***** Text passage *****

The shares posted their biggest loss ever — Bombardier is almost a penny stock again — and bonds tumbled after the company said it was reassessing the A220 jet program with Airbus. Costs for the new plane are rising, and the goal of breaking even may come later than expected, likely prompting a writedown when Bombardier reports earnings next month.

“The joke continues,” said John O’Connell, chief executive officer of Toronto-based Davis Rea Ltd. “This company has been a disaster my whole career and I’m almost ready to retire.”

The possible retreat from the A220 program, formerly known as the C Series, could be another blow to Bombardier’s efforts to increase cash flow to help pay down its US$10 billion debt load. The company has already sold assets in recent years to tackle its debt, including pending deal for its CRJ jet unit with Mitsubishi Heavy Industries Ltd.

The C Series was originally pitched as a major breakthrough for Bombardier, providing a plane that was bigger than its traditional jets yet generally smaller than Airbus’s workhorse A320-family jets and Boeing Co.’s 737 planes. Yet program delays and cost overruns sent the investment soaring to US$6 billion, raising concerns about the debt, now rated six levels below investment grade.

*****

In the passage about Bombardier, what name did the A220 program formerly go by?

***** Data *****

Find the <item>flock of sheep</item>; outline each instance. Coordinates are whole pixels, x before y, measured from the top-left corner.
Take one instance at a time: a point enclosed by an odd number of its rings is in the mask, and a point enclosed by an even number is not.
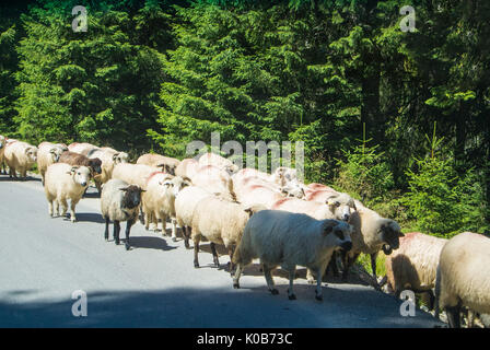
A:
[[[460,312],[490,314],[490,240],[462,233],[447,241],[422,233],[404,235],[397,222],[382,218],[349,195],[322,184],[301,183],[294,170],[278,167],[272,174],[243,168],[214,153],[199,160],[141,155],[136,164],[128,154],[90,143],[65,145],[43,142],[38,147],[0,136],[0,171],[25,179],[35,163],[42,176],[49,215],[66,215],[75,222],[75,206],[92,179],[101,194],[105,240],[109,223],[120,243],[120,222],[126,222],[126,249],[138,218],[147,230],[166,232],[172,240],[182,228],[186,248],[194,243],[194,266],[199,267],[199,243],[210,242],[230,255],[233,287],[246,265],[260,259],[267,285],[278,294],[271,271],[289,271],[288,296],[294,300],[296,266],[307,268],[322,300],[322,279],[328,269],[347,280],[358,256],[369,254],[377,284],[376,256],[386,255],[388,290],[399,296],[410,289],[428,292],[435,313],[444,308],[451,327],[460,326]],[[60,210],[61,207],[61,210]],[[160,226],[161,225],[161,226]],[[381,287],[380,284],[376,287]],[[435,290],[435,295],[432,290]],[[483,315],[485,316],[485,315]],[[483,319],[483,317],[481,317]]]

*****

* Response to the task *
The C Series.